══ Input records ══

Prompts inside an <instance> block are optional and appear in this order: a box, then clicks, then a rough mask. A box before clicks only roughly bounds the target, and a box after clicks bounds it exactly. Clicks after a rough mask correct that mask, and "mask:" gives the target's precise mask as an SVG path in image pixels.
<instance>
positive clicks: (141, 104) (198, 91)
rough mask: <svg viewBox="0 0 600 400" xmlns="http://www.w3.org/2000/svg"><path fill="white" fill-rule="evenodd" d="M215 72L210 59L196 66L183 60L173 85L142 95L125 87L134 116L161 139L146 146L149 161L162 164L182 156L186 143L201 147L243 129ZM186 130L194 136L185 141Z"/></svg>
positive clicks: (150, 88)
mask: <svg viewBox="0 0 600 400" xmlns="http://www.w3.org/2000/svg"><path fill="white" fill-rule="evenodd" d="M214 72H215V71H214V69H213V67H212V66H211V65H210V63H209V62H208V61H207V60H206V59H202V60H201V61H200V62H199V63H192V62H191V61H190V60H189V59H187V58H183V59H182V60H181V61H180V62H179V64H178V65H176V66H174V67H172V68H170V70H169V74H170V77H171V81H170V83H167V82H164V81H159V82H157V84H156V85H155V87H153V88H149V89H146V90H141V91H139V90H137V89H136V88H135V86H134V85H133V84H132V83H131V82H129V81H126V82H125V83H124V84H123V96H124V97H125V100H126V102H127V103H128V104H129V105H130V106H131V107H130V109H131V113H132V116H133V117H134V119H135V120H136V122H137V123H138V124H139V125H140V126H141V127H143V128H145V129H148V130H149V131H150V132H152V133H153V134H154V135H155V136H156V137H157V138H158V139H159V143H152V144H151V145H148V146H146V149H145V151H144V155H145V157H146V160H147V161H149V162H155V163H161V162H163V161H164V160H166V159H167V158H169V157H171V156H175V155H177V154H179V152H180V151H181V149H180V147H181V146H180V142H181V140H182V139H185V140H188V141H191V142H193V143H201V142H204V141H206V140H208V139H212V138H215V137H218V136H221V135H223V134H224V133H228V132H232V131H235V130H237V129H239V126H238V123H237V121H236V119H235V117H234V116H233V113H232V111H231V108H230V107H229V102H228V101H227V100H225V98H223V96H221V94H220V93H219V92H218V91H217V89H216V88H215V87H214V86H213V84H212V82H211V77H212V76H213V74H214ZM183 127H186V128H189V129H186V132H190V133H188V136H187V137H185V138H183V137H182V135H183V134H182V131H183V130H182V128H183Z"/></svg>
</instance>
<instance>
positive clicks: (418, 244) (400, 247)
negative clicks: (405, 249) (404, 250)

═══
══ Input records ══

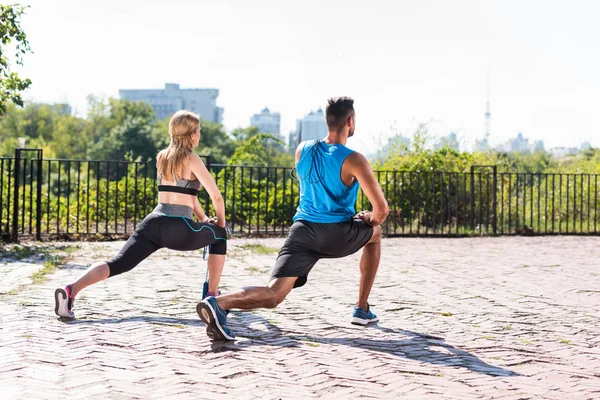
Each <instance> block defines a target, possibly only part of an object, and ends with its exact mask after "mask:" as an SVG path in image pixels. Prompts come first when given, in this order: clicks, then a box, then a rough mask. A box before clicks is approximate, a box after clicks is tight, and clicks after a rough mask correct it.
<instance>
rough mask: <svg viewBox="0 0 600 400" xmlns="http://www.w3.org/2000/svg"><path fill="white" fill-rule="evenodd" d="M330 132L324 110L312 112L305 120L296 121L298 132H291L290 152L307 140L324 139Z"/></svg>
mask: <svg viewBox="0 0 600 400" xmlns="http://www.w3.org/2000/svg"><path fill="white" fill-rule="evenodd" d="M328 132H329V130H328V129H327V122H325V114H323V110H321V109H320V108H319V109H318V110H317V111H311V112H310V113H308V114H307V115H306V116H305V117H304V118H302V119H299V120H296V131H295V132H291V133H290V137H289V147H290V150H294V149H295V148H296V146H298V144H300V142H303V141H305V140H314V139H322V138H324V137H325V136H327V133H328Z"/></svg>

═══

*Exercise details*:
Lines to set down from above: the line with "Prompts inside an", the line with "72L210 59L196 66L183", and every line between, each exactly as written.

*Task result*:
Prompts inside an <instance> block are optional and appear in this order: a box, then clicks, then a rough mask. A box before clicks only roughly bounds the target, and a box after clicks bounds it exactly. Clicks after a rough mask correct that mask, and "mask:" gives the target's precise mask as an SVG path in image pixels.
<instance>
positive clicks: (141, 104) (198, 91)
rough mask: <svg viewBox="0 0 600 400" xmlns="http://www.w3.org/2000/svg"><path fill="white" fill-rule="evenodd" d="M215 72L210 59L196 66L183 60L173 85L142 95L125 87L134 116L161 139L146 146L149 161L162 164L182 156L186 143L201 147L243 129ZM186 130L194 136L185 141Z"/></svg>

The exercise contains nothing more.